Text section section start
My favorite beach game as a child was "archaeologist". I would dig a foot-deep hole in the sand, place one of my dinosaur toys in the bottom, and then fill the hole back up. I would wait about thirty seconds - sometimes a whole minute if I was feeling exceptionally patient- then, wielding my plastic shovel, I would dig up the buried toy and pull it from the excavation site.
I savored those discoveries with a pride that filled my little heart to overflowing.
One afternoon, I buried my beloved triceratops in a good, deep pit. I waited a few moments, my shovel hovering anxiously over the dig site, and then dove in. As I flung shovelfuls of dirt over my shoulder, as the hole got deeper and wider, I was distraught to find no trace of rough, plastic triceratops hide anywhere. Whimpering, my brow furrowed, I continued to dig. Soon the excavation site was three times deeper and wider than the original hole had been. But there was no triceratops. It was as if a sinkhole had opened up beneath the surface of the sand and swallowed my dinosaur up. I was heartbroken.
I never played archaeologist again.
Age six, at Roy Carpenter's Beach - my old burying ground
When Jason and I started dating, I told him my tragic archaeologist story. It was one of a thousand stories we told in the flurry of getting to know each other and falling in love. I remember him being saddened by the tale of my terrible triceratops loss, but neither of us brought it up again after the first telling.
For the first few months of our relationship, Jason worked as a security supervisor at a nearby mall (Yes, I fell in love with a mall cop, and I'm proud of it.) One night, when he was working an overnight shift, he invited me to come down to the mall to visit him. I accepted. We walked around the empty shopping center, past dark, gated shops and locked-up kiosks. Eventually we approached a large store that was completely obscured behind thick plastic sheeting and construction signs. Jason led me to a side entrance and beckoned for me to follow. Sneaking into an off-limits store after hours in the mall, presumably for the purpose of making out?
The teenager in me was utterly titillated.
The store-under-construction was a fantastic mess. The vast, naked space was bathed in the acerbic glow of fluorescent light and the concrete floor was littered with thick cables and heavy-duty machinery. In a half dozen different places, the concrete had been blasted away, creating wide craters of chalky dirt. As I surveyed the holes in the floor, I joked, "Hey, do you think they'll find any dinosaurs down there?"
Unwittingly, I had just said the most perfect thing possible.
Jason grinned. "I don't know," he said, "Do you think they might?" He walked over to the edge of one of the craters and then gasped. Squatting down, he peered into the hole and pointed at something.
"Look," he said, "Come check this out!"
I jogged over to the large pit and looked. Then I saw it: a tiny horn poking up from the earth. My heart began to pound.
"What do you think that could be?" Jason asked. Bracing a hand against the concrete ledge, he hopped down into the crater and knelt by the protruding horn. I pressed both of my palms over my mouth and started giggling, giddily.With both hands, Jason dug into the chalky ground and unearthed the thing that had been buried there, then held it aloft for me to see:
A toy triceratops.
Thank you, Jason, for being an amazing friend and a true romantic. Thank you for helping me dig up something I thought I'd lost.
Text section section end
Source data section start
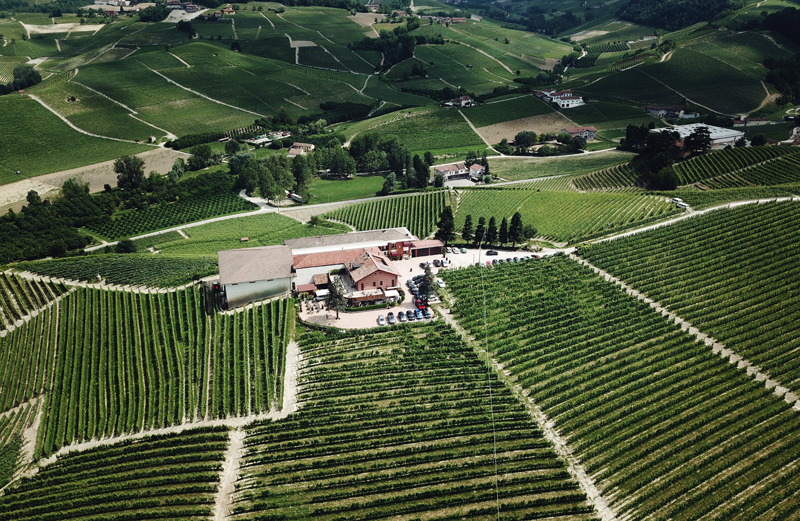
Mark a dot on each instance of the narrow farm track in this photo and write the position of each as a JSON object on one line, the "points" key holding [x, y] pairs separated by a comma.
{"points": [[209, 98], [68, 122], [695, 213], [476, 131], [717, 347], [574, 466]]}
Source data section end
Source data section start
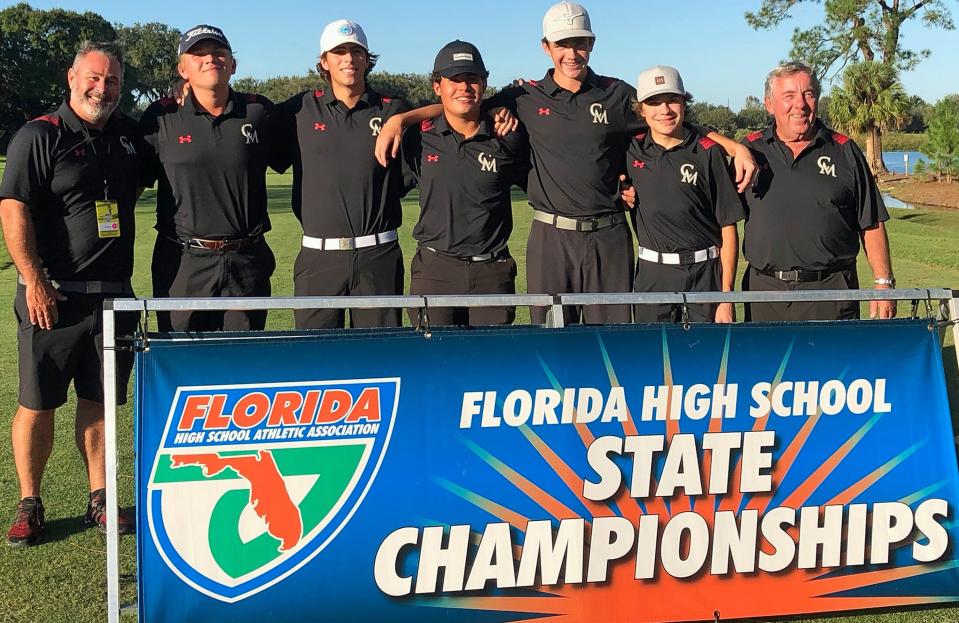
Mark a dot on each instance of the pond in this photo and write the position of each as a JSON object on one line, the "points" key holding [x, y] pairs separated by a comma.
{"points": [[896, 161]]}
Source data section end
Source data section start
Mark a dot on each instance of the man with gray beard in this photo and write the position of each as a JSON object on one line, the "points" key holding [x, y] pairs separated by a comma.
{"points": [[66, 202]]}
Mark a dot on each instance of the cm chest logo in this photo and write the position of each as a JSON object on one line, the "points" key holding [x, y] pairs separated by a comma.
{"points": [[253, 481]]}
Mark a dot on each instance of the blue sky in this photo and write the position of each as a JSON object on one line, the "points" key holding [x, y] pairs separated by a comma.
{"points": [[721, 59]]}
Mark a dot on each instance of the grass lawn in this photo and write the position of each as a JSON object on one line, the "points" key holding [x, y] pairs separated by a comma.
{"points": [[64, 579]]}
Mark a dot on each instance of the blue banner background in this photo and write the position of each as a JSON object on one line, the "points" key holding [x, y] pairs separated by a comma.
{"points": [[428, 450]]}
Source data section end
Problem set:
• A. In the triceratops story, rewrite the paragraph beginning "The store-under-construction was a fantastic mess" as a short bulleted list that keeps its main facts.
• B. Reproduce everything in the triceratops story from "The store-under-construction was" down to "pointed at something.".

Responses in order:
• A.
- The store under construction was a vast, bare space lit by harsh fluorescent light.
- Thick cables and heavy-duty machinery lay across the concrete floor.
- In about six places the concrete had been blasted away, leaving wide craters of chalky dirt.
- Looking at the holes, the narrator joked, "Hey, do you think they'll find any dinosaurs down there?"

• B.
The store-under-construction was a fantastic mess. The vast, naked space was bathed in the acerbic glow of fluorescent light and the concrete floor was littered with thick cables and heavy-duty machinery. In a half dozen different places, the concrete had been blasted away, creating wide craters of chalky dirt. As I surveyed the holes in the floor, I joked, "Hey, do you think they'll find any dinosaurs down there?"
Unwittingly, I had just said the most perfect thing possible.
Jason grinned. "I don't know," he said, "Do you think they might?" He walked over to the edge of one of the craters and then gasped. Squatting down, he peered into the hole and pointed at something.